→ **What the exercise asks**
Starting with the line that contains "the white shoe.", reproduce each line through the end of the listing below, with no other output.

→ **Provided data**
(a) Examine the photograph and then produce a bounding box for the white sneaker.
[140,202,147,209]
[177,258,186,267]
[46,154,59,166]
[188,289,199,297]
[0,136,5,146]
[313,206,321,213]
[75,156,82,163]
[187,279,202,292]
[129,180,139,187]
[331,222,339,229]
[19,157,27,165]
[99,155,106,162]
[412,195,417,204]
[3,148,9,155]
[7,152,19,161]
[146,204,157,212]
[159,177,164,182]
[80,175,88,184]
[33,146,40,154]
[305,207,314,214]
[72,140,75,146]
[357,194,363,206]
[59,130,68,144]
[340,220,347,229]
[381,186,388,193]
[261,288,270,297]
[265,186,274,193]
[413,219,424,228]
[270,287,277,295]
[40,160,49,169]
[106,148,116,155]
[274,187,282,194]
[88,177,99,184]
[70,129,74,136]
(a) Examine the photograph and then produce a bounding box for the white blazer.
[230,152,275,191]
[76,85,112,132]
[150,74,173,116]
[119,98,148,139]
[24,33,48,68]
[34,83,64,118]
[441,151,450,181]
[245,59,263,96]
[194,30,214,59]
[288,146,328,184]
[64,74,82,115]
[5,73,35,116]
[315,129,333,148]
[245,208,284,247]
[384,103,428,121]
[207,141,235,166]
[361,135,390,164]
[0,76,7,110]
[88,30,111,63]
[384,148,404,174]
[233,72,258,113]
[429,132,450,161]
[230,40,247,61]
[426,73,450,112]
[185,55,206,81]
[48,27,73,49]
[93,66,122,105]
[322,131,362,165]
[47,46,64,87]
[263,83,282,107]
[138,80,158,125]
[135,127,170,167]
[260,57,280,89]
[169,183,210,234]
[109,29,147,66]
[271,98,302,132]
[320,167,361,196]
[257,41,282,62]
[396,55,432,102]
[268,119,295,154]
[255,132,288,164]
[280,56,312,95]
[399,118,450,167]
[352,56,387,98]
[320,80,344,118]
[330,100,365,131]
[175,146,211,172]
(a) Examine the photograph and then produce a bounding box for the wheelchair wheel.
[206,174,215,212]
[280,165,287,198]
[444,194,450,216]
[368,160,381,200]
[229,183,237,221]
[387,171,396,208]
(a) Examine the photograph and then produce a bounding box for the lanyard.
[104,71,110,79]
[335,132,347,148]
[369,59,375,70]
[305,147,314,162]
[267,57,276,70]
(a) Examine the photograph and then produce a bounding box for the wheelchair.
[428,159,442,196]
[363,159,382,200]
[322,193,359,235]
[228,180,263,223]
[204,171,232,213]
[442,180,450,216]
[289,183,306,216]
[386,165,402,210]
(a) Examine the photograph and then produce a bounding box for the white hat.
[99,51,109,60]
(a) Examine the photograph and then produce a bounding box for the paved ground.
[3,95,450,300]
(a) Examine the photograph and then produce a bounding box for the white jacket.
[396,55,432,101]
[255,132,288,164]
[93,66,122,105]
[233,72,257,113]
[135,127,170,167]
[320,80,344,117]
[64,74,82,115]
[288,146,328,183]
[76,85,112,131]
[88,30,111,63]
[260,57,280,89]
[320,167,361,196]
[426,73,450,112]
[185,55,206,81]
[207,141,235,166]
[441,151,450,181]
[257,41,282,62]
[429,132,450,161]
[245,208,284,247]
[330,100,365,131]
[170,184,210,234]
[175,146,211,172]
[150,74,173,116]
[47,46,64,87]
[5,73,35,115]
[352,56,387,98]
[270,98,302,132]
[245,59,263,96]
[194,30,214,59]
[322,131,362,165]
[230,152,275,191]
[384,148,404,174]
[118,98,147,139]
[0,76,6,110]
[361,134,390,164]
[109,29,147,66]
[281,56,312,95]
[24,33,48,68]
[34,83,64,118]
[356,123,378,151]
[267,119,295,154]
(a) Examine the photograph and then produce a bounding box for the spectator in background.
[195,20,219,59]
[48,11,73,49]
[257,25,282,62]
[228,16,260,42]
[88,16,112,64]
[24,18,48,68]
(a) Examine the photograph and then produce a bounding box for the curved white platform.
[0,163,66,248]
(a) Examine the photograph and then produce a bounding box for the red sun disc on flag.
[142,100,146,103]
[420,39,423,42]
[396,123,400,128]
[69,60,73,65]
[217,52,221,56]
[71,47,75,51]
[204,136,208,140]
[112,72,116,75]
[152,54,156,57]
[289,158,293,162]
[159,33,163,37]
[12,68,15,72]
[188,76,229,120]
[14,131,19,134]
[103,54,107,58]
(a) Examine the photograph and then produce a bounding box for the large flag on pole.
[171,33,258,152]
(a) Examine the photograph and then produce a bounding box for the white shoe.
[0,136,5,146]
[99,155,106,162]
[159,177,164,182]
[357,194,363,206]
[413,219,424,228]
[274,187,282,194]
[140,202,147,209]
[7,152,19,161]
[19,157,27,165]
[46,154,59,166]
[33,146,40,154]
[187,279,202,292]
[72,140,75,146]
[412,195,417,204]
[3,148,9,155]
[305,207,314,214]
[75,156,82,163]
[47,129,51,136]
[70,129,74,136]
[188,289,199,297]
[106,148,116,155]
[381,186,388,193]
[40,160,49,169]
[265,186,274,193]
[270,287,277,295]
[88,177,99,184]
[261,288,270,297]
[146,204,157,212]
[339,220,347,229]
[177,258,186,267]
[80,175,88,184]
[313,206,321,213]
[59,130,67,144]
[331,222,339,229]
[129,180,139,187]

→ **Output**
(a) Examine the photograph and then produce a bounding box for the white shoe.
[0,136,5,146]
[99,155,106,162]
[159,177,164,182]
[357,194,363,206]
[413,219,424,228]
[274,187,282,194]
[140,202,147,209]
[7,152,19,161]
[19,157,27,165]
[46,154,59,166]
[33,146,40,154]
[187,279,202,292]
[72,140,75,146]
[412,195,417,204]
[3,148,9,155]
[305,207,314,214]
[75,156,82,163]
[47,129,51,136]
[70,129,74,136]
[188,289,199,297]
[106,148,116,155]
[381,186,388,193]
[40,160,49,169]
[265,186,274,193]
[270,287,277,295]
[88,177,99,184]
[261,288,270,297]
[146,204,157,212]
[339,220,347,229]
[177,258,186,267]
[80,175,88,184]
[313,206,321,213]
[59,130,67,144]
[331,222,339,229]
[129,180,139,187]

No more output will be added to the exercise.